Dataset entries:

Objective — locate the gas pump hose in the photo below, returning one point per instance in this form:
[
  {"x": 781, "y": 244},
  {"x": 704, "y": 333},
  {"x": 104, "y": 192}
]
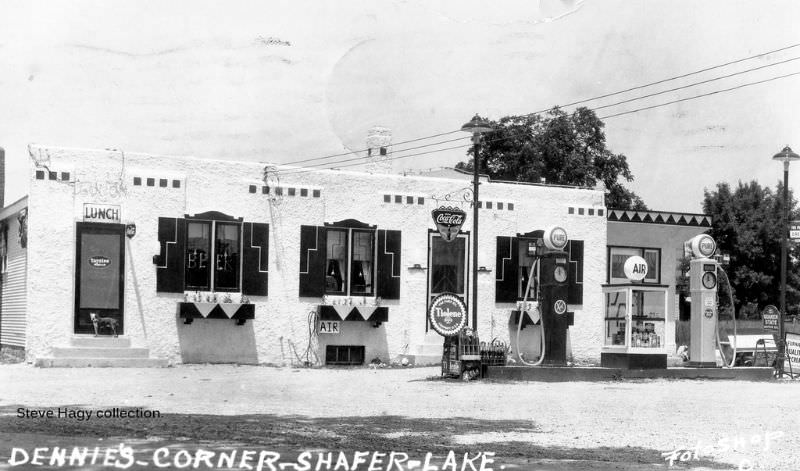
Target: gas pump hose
[
  {"x": 725, "y": 363},
  {"x": 534, "y": 271}
]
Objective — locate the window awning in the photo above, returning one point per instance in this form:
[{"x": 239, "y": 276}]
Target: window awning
[
  {"x": 344, "y": 312},
  {"x": 190, "y": 311}
]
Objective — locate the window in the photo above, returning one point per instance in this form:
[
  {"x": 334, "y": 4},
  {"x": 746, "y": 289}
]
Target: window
[
  {"x": 346, "y": 355},
  {"x": 351, "y": 255},
  {"x": 349, "y": 258},
  {"x": 218, "y": 268},
  {"x": 616, "y": 263},
  {"x": 212, "y": 252}
]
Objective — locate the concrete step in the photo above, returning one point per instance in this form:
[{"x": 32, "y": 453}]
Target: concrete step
[
  {"x": 101, "y": 362},
  {"x": 100, "y": 352},
  {"x": 100, "y": 342}
]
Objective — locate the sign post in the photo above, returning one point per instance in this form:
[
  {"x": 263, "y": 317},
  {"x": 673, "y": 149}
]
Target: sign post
[{"x": 770, "y": 316}]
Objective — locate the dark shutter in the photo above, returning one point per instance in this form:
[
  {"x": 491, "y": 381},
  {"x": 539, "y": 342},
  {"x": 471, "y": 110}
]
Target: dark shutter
[
  {"x": 389, "y": 264},
  {"x": 575, "y": 293},
  {"x": 506, "y": 268},
  {"x": 255, "y": 259},
  {"x": 313, "y": 253},
  {"x": 169, "y": 263}
]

- [What you should do] All that is wanted is the lines from the one containing "Target: window awning" through the last line of the records, restated word for word.

- [Answer box]
Target: window awning
[
  {"x": 344, "y": 312},
  {"x": 190, "y": 311}
]
Objective — locate the window in the photo above, returning one point per instance in this form:
[
  {"x": 334, "y": 4},
  {"x": 746, "y": 289}
]
Target: window
[
  {"x": 346, "y": 355},
  {"x": 351, "y": 255},
  {"x": 349, "y": 258},
  {"x": 218, "y": 268},
  {"x": 616, "y": 263},
  {"x": 212, "y": 252}
]
Objective — locate the concrete step in the photo above, returning one point per instance in this form:
[{"x": 32, "y": 453}]
Target: concrete step
[
  {"x": 101, "y": 362},
  {"x": 100, "y": 352},
  {"x": 100, "y": 342}
]
Objective — locate the sign post in the photo above, returning one point per instance in this form:
[
  {"x": 263, "y": 317},
  {"x": 673, "y": 149}
]
Target: sign post
[{"x": 770, "y": 316}]
Objective — locate the dark shutter in the photo above, returning one point per instance in this form:
[
  {"x": 491, "y": 381},
  {"x": 539, "y": 342},
  {"x": 471, "y": 110}
]
Target: dark shutter
[
  {"x": 389, "y": 264},
  {"x": 575, "y": 293},
  {"x": 506, "y": 268},
  {"x": 255, "y": 259},
  {"x": 313, "y": 253},
  {"x": 169, "y": 263}
]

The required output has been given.